• [Tasks]:
(a) Answer these from the passage on false widow spiders:
(i) To which family do both false widow and black widow spiders belong?
(ii) What name is Steatoda bipunctata sometimes known by?
(iii) What is the approximate body length of a mature adult female Steatoda grossa?
(b) Retype the passage on false widow spiders from "False widow spiders belong" up to and including "commercially printed copies).", keeping every character unchanged.

• [Excerpt to read]:
►

False widow spiders belong to the genus Steatoda and the term is most often used in reference to three species found in association with or near buildings and gardens, Steatoda bipunctata, Steatoda grossa and Steatoda nobilis. All have globular shaped bodies and their name derives from the fact that they are commonly mistaken for black widow spiders which are in a different genus (Lactrodectus), but the same family (Theridiidae). Black widow spiders are not found in the UK but are very rarely unintentionally imported. Click here to download our information sheet on false widow spiders (or here to find out how to order commercially printed copies).
The False Widow Species
Steatoda bipunctata (sometimes known as the 'rabbit hutch spider') is usually the smallest of the three and a very common spider of sheds and outbuildings. Its body, which rarely exceeds 7mm in length for mature females and 5mm for males, is dark and shiny with a pattern, when present, comprising a whitish line around the front and sometimes a white stripe down the centre (see photo). The impressed dots on the abdomen from which it gets its scientific name are not easily visible with the naked eye. A distribution map for this common and widespread native species can be viewed by going to the Society's Spider Recording Scheme website.
Steatoda grossa has a body length when mature of around 10 mm for adult females and again males are generally smaller. It is variable in appearance, with only juveniles and adult males usually having a pattern and adult females often having none.

◄

• [Dataset entries]:

►

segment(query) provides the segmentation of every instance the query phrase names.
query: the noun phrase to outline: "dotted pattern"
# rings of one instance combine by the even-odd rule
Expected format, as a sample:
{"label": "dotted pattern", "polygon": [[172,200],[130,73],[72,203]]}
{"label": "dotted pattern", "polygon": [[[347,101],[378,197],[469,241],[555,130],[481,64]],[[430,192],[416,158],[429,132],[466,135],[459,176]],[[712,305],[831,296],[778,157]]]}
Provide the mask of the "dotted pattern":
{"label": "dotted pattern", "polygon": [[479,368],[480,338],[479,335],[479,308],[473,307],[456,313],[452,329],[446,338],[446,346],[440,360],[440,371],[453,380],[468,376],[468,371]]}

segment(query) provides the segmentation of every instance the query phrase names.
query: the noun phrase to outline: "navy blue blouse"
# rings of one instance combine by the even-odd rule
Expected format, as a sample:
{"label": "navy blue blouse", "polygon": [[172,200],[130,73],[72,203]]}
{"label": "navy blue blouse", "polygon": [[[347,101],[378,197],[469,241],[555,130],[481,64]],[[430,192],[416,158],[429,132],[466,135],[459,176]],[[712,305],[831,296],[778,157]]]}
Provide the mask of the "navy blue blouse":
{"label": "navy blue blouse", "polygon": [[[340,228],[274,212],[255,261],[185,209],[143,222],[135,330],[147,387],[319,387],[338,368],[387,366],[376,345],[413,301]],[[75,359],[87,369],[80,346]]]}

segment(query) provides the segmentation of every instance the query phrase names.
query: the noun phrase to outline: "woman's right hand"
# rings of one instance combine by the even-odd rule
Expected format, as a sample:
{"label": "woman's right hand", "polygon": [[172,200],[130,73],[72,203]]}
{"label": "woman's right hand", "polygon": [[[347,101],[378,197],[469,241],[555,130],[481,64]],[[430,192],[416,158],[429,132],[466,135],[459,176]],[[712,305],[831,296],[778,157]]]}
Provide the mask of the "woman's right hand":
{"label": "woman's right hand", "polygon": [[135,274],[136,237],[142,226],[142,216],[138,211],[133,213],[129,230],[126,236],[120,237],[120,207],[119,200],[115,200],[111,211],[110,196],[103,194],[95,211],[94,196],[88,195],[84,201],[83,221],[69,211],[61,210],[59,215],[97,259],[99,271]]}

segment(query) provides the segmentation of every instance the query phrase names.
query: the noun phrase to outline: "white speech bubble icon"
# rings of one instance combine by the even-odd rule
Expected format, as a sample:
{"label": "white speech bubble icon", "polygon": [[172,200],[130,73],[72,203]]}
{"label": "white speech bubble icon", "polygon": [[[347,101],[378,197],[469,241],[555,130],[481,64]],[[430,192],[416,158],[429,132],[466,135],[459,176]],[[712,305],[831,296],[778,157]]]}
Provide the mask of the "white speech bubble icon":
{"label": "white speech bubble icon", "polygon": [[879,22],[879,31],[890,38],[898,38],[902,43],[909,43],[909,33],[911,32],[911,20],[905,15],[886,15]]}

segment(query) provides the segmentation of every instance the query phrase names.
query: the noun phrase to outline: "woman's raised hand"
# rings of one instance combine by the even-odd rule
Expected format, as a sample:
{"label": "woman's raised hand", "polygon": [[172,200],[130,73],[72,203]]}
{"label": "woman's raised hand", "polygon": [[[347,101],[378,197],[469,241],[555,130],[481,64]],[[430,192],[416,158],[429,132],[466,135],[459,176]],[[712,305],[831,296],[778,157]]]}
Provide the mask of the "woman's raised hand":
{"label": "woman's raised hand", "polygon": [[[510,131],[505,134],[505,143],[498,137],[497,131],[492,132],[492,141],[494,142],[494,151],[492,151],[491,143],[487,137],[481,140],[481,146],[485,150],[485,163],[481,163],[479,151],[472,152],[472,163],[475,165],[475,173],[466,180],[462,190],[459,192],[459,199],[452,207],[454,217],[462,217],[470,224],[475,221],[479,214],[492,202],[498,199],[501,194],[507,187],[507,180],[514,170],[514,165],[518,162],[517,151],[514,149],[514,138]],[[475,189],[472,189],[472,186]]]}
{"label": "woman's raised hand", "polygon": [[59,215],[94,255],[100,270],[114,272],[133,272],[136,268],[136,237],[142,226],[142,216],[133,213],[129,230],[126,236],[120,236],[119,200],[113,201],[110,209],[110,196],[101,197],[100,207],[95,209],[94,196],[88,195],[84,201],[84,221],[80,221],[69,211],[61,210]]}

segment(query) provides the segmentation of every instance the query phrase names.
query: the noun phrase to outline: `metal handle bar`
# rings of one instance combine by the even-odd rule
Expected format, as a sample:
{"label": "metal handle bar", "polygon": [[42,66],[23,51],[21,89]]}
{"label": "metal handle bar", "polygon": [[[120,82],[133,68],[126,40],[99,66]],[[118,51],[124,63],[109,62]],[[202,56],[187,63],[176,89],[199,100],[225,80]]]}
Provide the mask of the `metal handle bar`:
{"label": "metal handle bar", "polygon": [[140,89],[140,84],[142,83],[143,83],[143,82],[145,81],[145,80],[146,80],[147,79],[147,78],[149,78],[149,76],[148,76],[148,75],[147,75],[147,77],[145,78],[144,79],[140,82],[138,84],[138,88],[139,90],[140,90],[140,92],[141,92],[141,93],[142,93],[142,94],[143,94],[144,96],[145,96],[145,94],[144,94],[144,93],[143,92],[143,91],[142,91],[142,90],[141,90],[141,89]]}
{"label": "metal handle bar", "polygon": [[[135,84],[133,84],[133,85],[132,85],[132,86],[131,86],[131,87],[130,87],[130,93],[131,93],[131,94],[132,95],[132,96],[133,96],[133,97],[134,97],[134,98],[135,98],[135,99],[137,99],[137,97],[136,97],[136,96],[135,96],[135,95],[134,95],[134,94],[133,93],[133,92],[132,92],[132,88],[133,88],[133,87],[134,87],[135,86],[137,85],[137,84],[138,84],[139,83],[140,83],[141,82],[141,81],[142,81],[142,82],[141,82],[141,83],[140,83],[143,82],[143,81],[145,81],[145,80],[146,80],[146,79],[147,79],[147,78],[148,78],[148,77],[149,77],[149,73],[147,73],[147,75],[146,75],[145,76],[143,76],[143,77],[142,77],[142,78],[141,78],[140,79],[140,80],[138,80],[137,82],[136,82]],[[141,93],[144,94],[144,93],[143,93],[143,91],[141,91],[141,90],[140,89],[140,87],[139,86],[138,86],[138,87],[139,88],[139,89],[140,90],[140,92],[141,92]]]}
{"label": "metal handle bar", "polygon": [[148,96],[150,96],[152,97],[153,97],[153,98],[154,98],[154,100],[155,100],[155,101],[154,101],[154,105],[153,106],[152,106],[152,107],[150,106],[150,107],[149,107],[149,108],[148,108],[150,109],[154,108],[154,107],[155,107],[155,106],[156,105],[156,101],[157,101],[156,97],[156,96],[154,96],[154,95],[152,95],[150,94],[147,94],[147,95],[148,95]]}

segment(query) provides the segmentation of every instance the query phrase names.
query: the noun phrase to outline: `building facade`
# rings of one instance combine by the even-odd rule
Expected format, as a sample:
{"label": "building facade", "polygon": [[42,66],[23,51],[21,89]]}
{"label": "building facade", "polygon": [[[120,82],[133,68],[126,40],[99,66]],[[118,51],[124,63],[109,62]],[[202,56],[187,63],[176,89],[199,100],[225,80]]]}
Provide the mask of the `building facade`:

◄

• [Solutions for each task]:
(a)
(i) Theridiidae
(ii) The 'rabbit hutch spider'
(iii) Around 10 mm

(b)
False widow spiders belong to the genus Steatoda and the term is most often used in reference to three species found in association with or near buildings and gardens, Steatoda bipunctata, Steatoda grossa and Steatoda nobilis. All have globular shaped bodies and their name derives from the fact that they are commonly mistaken for black widow spiders which are in a different genus (Lactrodectus), but the same family (Theridiidae). Black widow spiders are not found in the UK but are very rarely unintentionally imported. Click here to download our information sheet on false widow spiders (or here to find out how to order commercially printed copies).